→ **Vorliegender Auszug**:
_____

Ich hoffe, dass Ihr für mich ein bisschen Licht ins dunkle bringen könnt.

LG Minilulatsch


----------



## Thallius (13. Jun 2016)

Die Frage ist warum du das Rad neu erfinden willst. Das was du suchst gibt es fertig und nennt sich HTTPS.
Weiterhin solltest du niemals das Passwort übers Netz schicken auch nicht verschlüsselt, sondern immer nur den Hash des Passwortes.

Gruß

Claus


----------



## mrBrown (13. Jun 2016)

Thallius hat gesagt.:


> Weiterhin solltest du niemals das Passwort übers Netz schicken auch nicht verschlüsselt, sondern immer nur den Hash des Passwortes.



Was in 99% der Fälle genauso sicher/unsicher ist


----------



## Thallius (14. Jun 2016)

mrBrown hat gesagt.:


> Was in 99% der Fälle genauso sicher/unsicher ist



Jein, wenn Password vershlüsselt verschickt wird und irgendjemand entschlüsselt es, weil sich der Programmierer dumm angestellt hat, dann kann dieser ja nicht nur auf dieser Seite meinen Account benutzen sondern alle auf denen ich das gleiche Passwort benutze. Mit dem Hash kann er auf anderen Seiten nichts anfangen.

Gruß

Claus


----------



## Minilulatsch (14. Jun 2016)

Erstmal danke für eure Antworten. Es ist natürlich wenn man das Rad auch benutzt, das schon erfunden wurde^^. Aber gerade als Anfänger hab ich Interesse daran zu wissen, wie man das Konzept für sowas bei Bedarf selber gestalten könnte. Aber ich hab mir dann jetzt doch mal ein bisschen was zu SSL in Java angeguckt und werde mal versuchen daraus was vernünftiges zu basteln. Danke für eure Hilfe!

LG Minilulatsch


----------



## Bitfehler (15. Jun 2016)

Nach Möglichkeit sollte die Verbindung explizit über TLS1.2 erfolgen.

_____

→ **Aufgabe 1**: Nenne alle Benutzernamen, die im Forumsauszug als Überschrift eines Beitrags stehen, jeden nur einmal.
Der Forumsauszug und die Datensätze sind voneinander unabhängiges Material.

_____

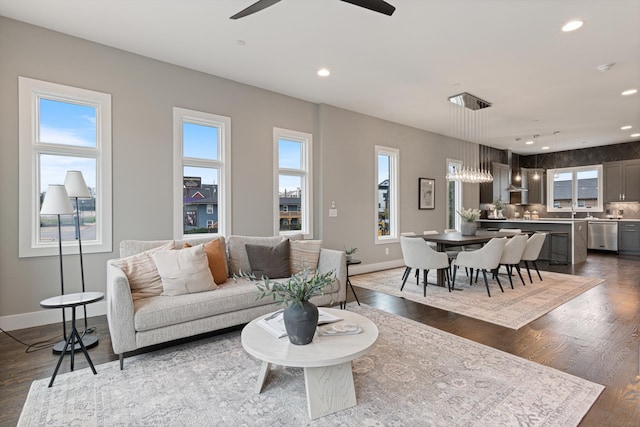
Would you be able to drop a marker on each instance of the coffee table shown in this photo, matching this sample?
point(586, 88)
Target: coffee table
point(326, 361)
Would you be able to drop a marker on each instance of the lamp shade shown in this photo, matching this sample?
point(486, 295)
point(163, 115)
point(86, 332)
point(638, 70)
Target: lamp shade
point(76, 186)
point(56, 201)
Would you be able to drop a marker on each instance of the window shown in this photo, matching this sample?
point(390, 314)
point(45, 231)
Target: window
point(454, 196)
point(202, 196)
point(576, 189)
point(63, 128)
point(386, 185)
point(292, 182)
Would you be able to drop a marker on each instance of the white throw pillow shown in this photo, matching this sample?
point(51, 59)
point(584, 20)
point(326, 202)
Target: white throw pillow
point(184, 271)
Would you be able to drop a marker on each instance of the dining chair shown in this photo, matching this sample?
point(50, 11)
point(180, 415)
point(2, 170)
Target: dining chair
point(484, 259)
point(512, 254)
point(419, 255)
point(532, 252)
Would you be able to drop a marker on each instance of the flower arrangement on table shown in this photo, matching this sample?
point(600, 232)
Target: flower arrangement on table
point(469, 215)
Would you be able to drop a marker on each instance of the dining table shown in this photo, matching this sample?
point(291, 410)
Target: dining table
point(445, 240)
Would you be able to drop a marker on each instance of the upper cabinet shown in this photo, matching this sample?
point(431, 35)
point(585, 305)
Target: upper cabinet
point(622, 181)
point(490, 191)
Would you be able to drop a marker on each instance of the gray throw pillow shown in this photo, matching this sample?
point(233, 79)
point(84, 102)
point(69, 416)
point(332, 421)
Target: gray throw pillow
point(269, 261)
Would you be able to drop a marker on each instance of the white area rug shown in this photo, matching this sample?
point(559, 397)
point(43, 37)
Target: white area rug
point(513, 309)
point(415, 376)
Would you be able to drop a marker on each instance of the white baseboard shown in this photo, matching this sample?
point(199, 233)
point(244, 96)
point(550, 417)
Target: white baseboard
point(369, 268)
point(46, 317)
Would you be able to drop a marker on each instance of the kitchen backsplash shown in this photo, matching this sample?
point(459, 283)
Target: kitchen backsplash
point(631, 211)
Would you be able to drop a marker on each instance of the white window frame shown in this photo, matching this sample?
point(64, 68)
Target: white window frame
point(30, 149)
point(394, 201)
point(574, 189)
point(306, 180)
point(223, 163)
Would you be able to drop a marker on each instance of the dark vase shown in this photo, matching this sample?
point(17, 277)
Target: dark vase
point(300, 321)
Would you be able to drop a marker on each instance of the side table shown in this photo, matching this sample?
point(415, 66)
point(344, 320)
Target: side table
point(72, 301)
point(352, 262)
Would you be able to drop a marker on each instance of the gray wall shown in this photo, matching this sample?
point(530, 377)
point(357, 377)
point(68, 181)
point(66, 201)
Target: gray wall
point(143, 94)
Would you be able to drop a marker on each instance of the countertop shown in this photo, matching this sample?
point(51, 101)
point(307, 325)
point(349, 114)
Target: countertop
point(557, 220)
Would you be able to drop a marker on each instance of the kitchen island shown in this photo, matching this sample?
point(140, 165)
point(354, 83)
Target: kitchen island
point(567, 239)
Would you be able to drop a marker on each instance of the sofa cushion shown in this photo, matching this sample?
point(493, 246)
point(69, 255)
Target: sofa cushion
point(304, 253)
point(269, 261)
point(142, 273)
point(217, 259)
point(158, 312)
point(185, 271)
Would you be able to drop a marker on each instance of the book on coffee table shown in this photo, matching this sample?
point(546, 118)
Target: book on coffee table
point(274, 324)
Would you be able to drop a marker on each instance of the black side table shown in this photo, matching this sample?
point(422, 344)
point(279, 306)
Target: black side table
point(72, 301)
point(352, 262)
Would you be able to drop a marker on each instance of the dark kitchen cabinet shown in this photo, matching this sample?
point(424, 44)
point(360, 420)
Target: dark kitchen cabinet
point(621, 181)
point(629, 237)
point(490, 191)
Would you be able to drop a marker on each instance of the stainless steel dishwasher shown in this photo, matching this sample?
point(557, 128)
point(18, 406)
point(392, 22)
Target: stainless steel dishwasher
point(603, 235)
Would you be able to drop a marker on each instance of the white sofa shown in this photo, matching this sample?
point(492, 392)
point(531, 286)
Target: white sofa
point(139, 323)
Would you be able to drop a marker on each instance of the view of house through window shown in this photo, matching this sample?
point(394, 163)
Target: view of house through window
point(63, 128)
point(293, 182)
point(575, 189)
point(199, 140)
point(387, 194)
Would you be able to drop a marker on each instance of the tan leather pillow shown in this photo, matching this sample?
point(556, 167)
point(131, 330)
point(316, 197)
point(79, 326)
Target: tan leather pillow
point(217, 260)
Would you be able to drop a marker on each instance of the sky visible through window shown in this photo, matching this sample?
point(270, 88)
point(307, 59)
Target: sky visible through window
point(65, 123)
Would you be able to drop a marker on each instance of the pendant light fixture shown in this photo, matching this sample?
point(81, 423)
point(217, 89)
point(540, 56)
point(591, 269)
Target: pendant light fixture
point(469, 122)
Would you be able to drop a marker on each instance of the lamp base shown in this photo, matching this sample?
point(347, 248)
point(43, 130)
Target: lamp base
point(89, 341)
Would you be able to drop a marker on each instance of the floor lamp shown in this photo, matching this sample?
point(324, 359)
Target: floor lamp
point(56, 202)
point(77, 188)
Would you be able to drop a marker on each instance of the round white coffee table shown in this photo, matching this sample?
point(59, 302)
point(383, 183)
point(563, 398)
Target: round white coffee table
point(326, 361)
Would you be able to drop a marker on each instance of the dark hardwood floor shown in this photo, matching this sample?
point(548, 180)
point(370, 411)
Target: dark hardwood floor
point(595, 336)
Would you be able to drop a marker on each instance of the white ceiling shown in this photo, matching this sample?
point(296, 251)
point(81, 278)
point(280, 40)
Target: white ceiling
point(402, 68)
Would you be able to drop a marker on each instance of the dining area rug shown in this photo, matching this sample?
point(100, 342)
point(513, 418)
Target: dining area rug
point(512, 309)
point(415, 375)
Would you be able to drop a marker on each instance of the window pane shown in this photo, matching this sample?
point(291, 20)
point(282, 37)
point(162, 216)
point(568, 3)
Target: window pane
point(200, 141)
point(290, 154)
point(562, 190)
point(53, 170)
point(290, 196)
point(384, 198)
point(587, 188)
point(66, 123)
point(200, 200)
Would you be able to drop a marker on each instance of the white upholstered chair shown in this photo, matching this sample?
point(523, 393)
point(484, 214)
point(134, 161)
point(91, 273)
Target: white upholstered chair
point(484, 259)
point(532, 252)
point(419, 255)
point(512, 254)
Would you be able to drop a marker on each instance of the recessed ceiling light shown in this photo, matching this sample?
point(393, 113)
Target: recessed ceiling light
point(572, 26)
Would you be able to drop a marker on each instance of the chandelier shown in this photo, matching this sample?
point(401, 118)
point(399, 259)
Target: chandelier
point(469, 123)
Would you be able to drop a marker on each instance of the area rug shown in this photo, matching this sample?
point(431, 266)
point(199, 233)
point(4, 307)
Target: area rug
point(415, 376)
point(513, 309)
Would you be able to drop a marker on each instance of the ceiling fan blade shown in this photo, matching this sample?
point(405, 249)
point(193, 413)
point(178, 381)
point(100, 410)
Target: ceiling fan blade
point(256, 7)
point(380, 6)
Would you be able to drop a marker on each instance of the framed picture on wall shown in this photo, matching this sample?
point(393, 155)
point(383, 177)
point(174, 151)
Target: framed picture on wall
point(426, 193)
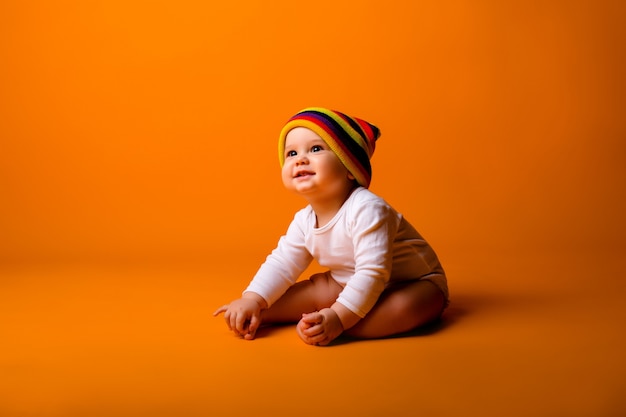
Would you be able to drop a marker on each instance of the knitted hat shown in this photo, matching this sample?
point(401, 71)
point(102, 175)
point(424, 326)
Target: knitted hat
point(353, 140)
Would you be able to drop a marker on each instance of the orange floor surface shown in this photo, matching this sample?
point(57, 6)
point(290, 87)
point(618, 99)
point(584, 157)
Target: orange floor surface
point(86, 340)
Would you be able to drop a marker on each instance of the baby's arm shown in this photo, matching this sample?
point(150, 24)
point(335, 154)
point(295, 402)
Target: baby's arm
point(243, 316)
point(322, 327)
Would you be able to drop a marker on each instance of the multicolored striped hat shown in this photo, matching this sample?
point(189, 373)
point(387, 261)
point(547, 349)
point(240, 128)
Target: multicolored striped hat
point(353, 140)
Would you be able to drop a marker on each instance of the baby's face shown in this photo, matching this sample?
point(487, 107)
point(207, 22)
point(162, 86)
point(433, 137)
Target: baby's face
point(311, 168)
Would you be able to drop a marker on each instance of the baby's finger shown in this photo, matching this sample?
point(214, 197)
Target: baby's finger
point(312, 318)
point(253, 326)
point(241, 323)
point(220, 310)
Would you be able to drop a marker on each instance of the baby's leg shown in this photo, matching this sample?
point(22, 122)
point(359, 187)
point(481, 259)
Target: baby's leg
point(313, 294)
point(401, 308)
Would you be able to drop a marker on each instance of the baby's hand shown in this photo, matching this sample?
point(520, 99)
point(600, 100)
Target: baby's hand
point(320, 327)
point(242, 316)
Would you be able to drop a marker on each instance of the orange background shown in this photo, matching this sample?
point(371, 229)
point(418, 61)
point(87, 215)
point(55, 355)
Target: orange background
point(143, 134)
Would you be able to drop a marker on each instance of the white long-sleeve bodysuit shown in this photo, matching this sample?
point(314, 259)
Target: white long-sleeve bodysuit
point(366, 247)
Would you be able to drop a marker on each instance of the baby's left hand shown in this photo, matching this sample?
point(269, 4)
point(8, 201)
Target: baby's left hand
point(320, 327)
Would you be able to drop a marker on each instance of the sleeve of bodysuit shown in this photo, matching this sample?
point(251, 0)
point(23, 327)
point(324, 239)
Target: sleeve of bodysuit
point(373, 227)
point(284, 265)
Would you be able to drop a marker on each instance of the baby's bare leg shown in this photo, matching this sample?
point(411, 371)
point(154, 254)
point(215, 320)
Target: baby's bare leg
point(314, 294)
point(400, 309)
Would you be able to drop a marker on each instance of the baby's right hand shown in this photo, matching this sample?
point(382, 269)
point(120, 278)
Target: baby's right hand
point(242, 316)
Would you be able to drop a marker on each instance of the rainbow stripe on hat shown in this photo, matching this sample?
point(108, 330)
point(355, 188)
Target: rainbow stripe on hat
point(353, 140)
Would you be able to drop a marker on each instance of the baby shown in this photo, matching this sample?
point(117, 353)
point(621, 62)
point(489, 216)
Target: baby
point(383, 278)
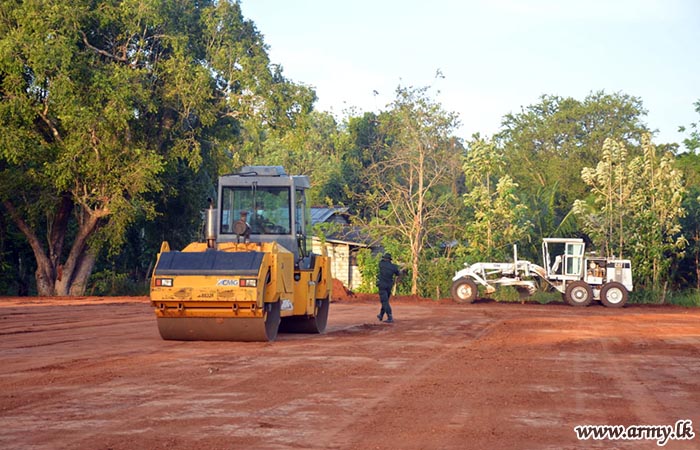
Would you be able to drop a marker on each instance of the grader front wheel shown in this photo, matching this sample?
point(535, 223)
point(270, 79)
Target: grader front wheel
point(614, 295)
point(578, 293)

_____

→ **Aufgabe 2**: Übertrage aus den Datensätzen die Zeilen, beginnend bei der Zeile mit "the white throw" und endend bei der Zeile mit "point(184, 271)", in eine nummerierte Liste ohne Leerzeilen.

→ **Lösung 1**: Thallius, mrBrown, Minilulatsch, Bitfehler

→ **Lösung 2**:
1. Would you be able to drop a marker on each instance of the white throw pillow shown in this photo, matching this sample?
2. point(51, 59)
3. point(584, 20)
4. point(326, 202)
5. Target: white throw pillow
6. point(184, 271)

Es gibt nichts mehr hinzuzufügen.